#### Prompt 1:
Tally the lines of the listing that contain the string "cabinet", with case counting, and give only the number.

-- BEGIN Passage provided --

Think of a church member play­ing the hymn "Amazing Grace" to accompany congregational singing in a worship service. Playing the tune on an organ or on a bagpipe would make no difference in offer­ing truly spiritual worship unto our God, provided that the instrumen­talist and the congregation were worshiping in spirit and in truth. Now, you and I might personally prefer the organ over the bagpipe, but this would be a matter of our individual tastes, not a matter of spiritual worship or Reformed principles. I suspect that if I were a Scot, I would prefer the bagpipe over the organ! Of course, pastoral wisdom would say that one should not needlessly offend the worship­ing people by forcing bagpipes on an organ-loving congregation. But, once again, this becomes a practical matter, not a moral or spiritual one. To suggest, as did the Synod of 1953 in its "implications" for church mu­sic, that our music must be "free from association" with the secular, could put virtually all of our musi­cal instruments at risk of being prohibited outright. For surely at one time or another any given instru­ment has been associated with a worldly or secular musical artist. No doubt many of our beloved tunes could be employed to carry the words of a sinful song. Because of these "associations" will we be forced to give up our beloved in­strument or tune? I would hope not.

So, what should be our principles governing certain tunes or certain rhythms? Synod 1953 recommended this to the churches for study: "Such devices as extreme syncopation and extreme chromati­cism (although on occasion these may be of value for special text set­tings) should generally be avoided." Without delving into an overly technical discussion, with this "implica­tion" synod basically was warning against certain rhythmic arrange­ments and certain non-harmonizing musical scales. But synod realized the limits of its own restriction by adding the disclaimer: "On occa­sion these may be of value for spe­cial text settings." Sometimes it is alright to syncopate, synod suggest­ed, especially in connection with some song texts. Thankfully, the synodical delegates that year did not go on to make an "official" listing of texts to which a syncopated tune may be attached and which texts may never be accompanied by syn­copation! Again, let us ask the all-important question: are certain tunes and certain rhythms "worldly," "secular" or "sinful" in themselves? I recall attending a Bible-based seminar in which the speaker tried to build a case against any rhythm that mimicked the beat of the human heart. Any such rhythm, he declared, was obviously Satani­cally inspired. Where is the proof, Biblically or otherwise, for such a claim? Or, how about the oft-cited charge that some musical tunes are "of the dance"? It appears to me that often such an accusation is an expression of concern that some songs have too strong of a "beat," something to which you might want to tap your foot. Generally, these tunes are played at a faster tempo than most of our hymnal tunes; they tend to be of a 4/4 time signature instead of 3/4 time. But, should we be declaring, or even suggesting, that a certain tempo or a certain time signature or a certain rhythm pat­tern is, of itself, "worldly"? Is 4/4 timeless "liturgical" than 3/4 time? I think not.

-- END Passage provided --

#### Prompt 2:
Say whether each statement below agrees with the passage on church music. Answer yes or no for each, and quote the words of the passage that decide it.
(a) The Synod of 1953 advised that extreme syncopation should generally be avoided.
(b) The writer suspects that, as a Scot, the organ would be the preferred instrument.
(c) A speaker at a seminar argued against any rhythm that mimicked the beat of the human heart.

-- BEGIN Records provided --

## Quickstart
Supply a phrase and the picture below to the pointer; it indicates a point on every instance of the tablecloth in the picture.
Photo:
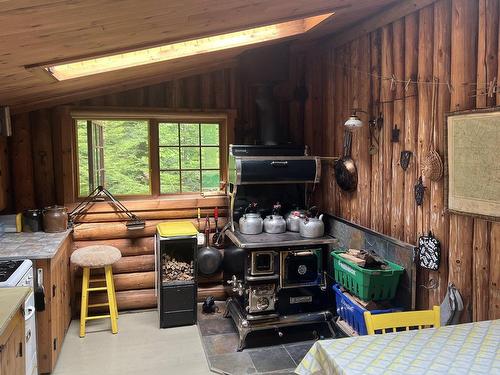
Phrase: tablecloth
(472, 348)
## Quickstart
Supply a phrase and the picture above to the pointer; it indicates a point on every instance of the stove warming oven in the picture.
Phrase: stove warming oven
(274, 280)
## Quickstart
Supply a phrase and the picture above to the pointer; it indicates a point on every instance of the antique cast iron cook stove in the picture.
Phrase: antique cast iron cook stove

-- END Records provided --
-- BEGIN Records provided --

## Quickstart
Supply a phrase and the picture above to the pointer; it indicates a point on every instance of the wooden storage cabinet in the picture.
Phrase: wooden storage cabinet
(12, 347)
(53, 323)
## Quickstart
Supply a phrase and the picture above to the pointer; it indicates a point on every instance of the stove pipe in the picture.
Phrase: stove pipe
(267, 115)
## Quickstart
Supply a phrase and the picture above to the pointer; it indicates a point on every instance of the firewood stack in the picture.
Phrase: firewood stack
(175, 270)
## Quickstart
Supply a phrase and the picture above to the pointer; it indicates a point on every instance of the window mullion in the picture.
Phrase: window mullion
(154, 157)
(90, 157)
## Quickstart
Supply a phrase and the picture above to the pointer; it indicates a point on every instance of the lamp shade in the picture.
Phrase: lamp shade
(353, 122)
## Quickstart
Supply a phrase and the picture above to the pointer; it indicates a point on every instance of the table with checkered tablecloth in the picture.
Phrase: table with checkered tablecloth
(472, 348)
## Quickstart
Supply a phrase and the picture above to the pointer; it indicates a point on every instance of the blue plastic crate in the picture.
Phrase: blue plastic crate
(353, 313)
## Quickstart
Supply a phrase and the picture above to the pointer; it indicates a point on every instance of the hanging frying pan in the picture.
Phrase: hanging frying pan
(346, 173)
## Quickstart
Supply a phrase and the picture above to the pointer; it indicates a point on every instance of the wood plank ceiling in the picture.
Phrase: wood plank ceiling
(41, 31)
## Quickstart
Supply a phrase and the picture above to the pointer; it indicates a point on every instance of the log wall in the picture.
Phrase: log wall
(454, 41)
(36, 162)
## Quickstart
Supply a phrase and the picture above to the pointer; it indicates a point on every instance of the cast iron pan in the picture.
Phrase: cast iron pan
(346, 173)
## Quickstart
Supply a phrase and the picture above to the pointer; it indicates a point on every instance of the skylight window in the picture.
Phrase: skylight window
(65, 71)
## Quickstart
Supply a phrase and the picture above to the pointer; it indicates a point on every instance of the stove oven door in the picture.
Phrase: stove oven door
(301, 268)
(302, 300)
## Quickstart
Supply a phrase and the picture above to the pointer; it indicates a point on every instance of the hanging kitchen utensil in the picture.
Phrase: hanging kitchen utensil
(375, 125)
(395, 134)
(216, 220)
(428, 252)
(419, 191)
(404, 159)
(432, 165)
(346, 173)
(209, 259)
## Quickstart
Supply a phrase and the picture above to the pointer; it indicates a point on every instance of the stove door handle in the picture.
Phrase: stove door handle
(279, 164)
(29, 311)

-- END Records provided --
-- BEGIN Records provided --

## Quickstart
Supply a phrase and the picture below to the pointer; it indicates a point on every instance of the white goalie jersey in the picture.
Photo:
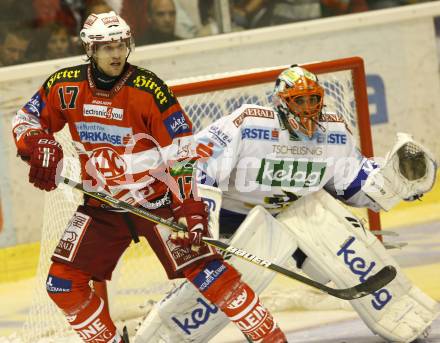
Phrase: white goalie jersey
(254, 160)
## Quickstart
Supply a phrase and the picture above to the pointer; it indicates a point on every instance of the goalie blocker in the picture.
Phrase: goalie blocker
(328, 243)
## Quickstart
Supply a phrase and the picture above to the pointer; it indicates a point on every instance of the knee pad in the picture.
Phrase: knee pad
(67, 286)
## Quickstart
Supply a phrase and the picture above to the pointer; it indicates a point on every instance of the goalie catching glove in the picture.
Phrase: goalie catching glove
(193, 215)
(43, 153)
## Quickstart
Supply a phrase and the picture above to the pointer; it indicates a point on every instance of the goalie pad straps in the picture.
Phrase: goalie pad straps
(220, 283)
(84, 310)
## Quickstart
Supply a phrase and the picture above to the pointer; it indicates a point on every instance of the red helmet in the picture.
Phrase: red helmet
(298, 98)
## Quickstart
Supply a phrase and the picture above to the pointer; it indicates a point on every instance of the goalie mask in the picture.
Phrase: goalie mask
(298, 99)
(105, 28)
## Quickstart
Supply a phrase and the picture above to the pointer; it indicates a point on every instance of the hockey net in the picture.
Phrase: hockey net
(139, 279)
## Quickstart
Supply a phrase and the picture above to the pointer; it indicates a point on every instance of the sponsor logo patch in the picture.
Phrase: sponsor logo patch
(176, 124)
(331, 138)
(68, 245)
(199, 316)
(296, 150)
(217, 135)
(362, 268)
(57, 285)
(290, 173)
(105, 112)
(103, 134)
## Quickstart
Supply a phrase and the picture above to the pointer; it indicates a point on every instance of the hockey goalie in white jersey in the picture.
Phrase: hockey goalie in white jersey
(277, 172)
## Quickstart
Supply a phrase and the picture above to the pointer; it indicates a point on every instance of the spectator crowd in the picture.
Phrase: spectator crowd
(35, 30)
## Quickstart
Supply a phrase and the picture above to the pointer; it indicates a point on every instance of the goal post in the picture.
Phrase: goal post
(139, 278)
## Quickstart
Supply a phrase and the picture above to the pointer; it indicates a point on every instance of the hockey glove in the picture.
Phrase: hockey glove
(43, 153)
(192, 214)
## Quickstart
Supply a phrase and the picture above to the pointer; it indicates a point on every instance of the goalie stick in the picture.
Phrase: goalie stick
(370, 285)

-- END Records provided --

#### Result 1:
2

#### Result 2:
(a) Yes: "should generally be avoided"
(b) No: "I suspect that if I were a Scot, I would prefer the bagpipe over the organ!"
(c) Yes: "tried to build a case against any rhythm that mimicked the beat of the human heart"